▶ [Document extract]
Focus: Mergers & Acquisitions – April 2008
Equity derivatives and control transactions – guidance from the Takeovers Panel
In brief: The
Takeovers Panel has released Guidance Note 20 to assist market participants to
understand the Panel's approach to disclosure of equity derivatives,
particularly the circumstances in which positions taken by parties to equity
derivatives must be disclosed to the market even though no 'relevant interest'
may have been acquired. Partner Jeremy Low
- Background
- Circumstances when disclosure ought to be made
- Position of market makers
- What must be disclosed?
- Timing for disclosure
- Orders that may be made to address non-compliance
- Transitional issues
How does it affect you?
- 'Takers', ie 'acquirers' of equity derivatives, will need to review their positions in the market, and the circumstances surrounding relevant companies, to determine whether their interests (which is an aggregation of any long position held in the relevant company pursuant to equity derivatives and physical holdings of the company's securities) exceed 5 per cent and/or whether any 'control transactions' have commenced. In certain circumstances, even an interest in a company that is not the subject of a formal takeover bid may generate a disclosure obligation.
- Takers will need to consider whether their internal systems are appropriately set-up to identify the target company and facilitate timely disclosure of the information required to be disclosed.
- Although the Takeovers Panel provides for a nominal transitional period of six months from 11 April 2008, for any applications considered during that period the Panel will take into account any steps taken to minimise adverse effects of any non-disclosure. In other words, the message from the Panel is to start house-keeping efforts early.

▶ [Challenge 1]
Locate every line in the records below that contains the word "countertop" and copy each of those lines.
▶ [Challenge 2]
Proceed with the briefing on equity derivatives disclosure, writing on from its final sentence.

▶ [Data records]
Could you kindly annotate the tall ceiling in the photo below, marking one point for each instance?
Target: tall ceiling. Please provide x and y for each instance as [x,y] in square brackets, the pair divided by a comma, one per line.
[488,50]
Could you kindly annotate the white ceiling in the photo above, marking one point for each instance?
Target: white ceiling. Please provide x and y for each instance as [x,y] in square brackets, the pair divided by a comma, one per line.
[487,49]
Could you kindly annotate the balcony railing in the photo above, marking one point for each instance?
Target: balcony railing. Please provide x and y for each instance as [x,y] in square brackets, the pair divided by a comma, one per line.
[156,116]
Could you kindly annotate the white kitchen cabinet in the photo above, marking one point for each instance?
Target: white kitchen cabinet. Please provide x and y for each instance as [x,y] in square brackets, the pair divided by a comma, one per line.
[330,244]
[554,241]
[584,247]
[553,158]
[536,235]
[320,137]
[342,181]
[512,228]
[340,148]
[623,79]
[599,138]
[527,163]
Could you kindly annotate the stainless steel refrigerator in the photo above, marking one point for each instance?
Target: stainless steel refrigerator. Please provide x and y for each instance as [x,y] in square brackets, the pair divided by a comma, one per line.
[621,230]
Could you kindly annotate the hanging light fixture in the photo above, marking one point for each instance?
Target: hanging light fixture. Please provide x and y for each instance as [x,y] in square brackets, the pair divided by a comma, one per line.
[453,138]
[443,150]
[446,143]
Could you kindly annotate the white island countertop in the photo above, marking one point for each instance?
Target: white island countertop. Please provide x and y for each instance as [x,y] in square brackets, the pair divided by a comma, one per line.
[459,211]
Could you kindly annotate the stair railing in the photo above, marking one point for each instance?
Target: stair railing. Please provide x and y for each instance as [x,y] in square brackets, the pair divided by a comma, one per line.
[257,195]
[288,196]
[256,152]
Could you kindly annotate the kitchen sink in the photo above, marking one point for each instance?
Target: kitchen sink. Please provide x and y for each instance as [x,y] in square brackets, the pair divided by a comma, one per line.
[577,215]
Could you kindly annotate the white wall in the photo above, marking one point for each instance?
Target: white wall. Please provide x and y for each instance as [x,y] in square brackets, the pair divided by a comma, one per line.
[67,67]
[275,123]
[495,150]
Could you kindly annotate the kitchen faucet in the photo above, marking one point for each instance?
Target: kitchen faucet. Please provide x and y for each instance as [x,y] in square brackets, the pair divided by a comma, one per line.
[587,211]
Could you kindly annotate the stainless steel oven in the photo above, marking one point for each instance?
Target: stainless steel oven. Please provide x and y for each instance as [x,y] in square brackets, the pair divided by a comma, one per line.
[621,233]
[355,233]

▶ [Final answer 1]
Could you kindly annotate the white island countertop in the photo above, marking one point for each instance?
Target: white island countertop. Please provide x and y for each instance as [x,y] in square brackets, the pair divided by a comma, one per line.

▶ [Final answer 2]
- 'Market makers', ie providers of equity derivatives who hold an Australian Financial Services Licence or equivalent, would generally not be required to disclose their position as the primary disclosure obligation relates to the 'taker'. This position does not apply, however, if the market maker is associated or acting in concert with its client in a control transaction.
Background
Following a consultation period, the Takeovers Panel (the Panel) has finalised the position it adopted in September 2007 when it issued its draft guidance note – that the use of equity derivatives1, if undisclosed when certain conditions are met, may constitute grounds for a finding of 'unacceptable circumstances'.
The background to the enhanced regulatory position taken by the Panel is derived from concerns that potential bidders were utilising equity derivatives – essentially equity swaps, options, future contracts or contracts for difference – in a manner that had the potential to affect the market in the underlying securities (for example, by bringing about a reduction in the 'free float' of the company). This is on the basis that entering into a purely cash-settled contract, combined with the economic incentive of the writer to acquire securities in the underlying entity to hedge its risk, allows the holder to 'put its foot' on the underlying securities. This may affect supply (and possibly the price) of the securities and, in turn, affect:
- the control or potential control of a company; and
- whether or not there is an efficient, competitive and informed market for the control of the company's voting shares.
These issues came to the fore in the takeover bid launched by Centennial Coal for Austral. In that matter, the Panel found that Glencore International AG, which held equity derivatives of around 6.49 per cent (in addition to an existing physical holding of securities of approximately 7.42 per cent) had engaged in unacceptable circumstances by failing to disclose its position to the market.
The stance embodied in the Guidance Note broadly reflects a similar approach taken by the United Kingdom's Takeovers Panel in November 2005, when it directed that equity derivatives must be disclosed if they, when aggregated with any interest in the physical securities, exceed 1 per cent.
The final Guidance Note is considerably shorter than the draft guidance note and contains a number of substantive changes.
Circumstances when disclosure ought to be made
The Guidance Note provides that the Panel expects that where a control transaction exists, all long positions2 created via entry into an equity derivative that already exists, or which are created, ought to be disclosed unless they are under 5 per cent.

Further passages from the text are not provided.